(DATA FOR PROCESSING)

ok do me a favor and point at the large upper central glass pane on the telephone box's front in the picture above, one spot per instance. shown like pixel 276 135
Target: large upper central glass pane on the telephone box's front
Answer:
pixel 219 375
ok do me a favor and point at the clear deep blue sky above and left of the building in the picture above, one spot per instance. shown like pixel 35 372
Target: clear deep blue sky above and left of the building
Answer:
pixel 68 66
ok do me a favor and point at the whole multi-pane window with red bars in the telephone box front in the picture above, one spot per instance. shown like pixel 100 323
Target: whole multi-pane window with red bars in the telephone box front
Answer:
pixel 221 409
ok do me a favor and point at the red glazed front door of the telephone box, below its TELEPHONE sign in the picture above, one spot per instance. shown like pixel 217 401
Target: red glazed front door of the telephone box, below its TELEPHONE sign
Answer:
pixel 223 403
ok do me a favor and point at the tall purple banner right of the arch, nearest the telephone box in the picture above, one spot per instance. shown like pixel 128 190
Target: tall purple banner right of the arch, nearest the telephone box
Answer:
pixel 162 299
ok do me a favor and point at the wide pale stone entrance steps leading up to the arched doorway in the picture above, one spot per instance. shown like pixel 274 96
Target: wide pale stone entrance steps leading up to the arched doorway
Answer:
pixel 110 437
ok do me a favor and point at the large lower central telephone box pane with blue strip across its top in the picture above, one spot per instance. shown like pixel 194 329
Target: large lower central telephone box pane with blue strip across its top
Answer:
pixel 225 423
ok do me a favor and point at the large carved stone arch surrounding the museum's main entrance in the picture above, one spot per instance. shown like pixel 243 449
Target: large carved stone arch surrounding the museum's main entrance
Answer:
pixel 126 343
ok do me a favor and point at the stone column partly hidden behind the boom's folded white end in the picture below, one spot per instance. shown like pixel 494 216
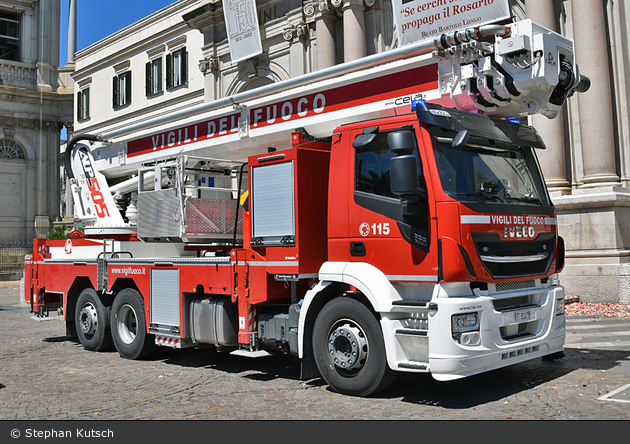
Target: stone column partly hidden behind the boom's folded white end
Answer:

(End DATA FOR PROCESSING)

PROBLEM DESCRIPTION => Every line above should be reproduced exactly, please, with no pictures included.

ANSWER BOX =>
ok do me a favor and point at the large upper central glass pane on the telephone box's front in the picture above, one spot per instance. shown like pixel 276 135
Target: large upper central glass pane on the telephone box's front
Answer:
pixel 219 375
ok do me a favor and point at the clear deep blue sky above and left of the building in the picture above, one spot per instance. shown like pixel 35 372
Target: clear deep blue sky above and left of the building
Answer:
pixel 68 66
ok do me a favor and point at the whole multi-pane window with red bars in the telephone box front in the picture above, one spot per instance. shown like pixel 100 323
Target: whole multi-pane window with red bars in the telephone box front
Answer:
pixel 221 409
ok do me a favor and point at the red glazed front door of the telephone box, below its TELEPHONE sign in the picture above, one spot per instance. shown like pixel 217 401
Target: red glazed front door of the telephone box, below its TELEPHONE sign
Answer:
pixel 223 403
ok do me a favor and point at the tall purple banner right of the arch, nearest the telephone box in the picture above, one spot per instance. shown like pixel 128 190
Target: tall purple banner right of the arch, nearest the telephone box
Answer:
pixel 162 299
ok do me a favor and point at the wide pale stone entrance steps leading up to the arched doorway in the picture above, one spot per instance. shown like pixel 274 96
Target: wide pale stone entrance steps leading up to the arched doorway
Answer:
pixel 110 437
ok do me a favor and point at the large lower central telephone box pane with blue strip across its top in the picture above, one spot per instance. shown like pixel 194 329
Target: large lower central telephone box pane with blue strip across its top
Answer:
pixel 225 423
ok do me a favor and point at the large carved stone arch surrounding the museum's main entrance in the picture above, one spot per instance. shown like pixel 243 449
Target: large carved stone arch surrounding the museum's main entrance
Answer:
pixel 126 343
ok do me a favor and point at the stone column partly hidden behind the boom's folded white end in the picture below, one spot per instance. shown like pixel 494 216
Target: stone column partly hidden behind the boom's folded white end
Answer:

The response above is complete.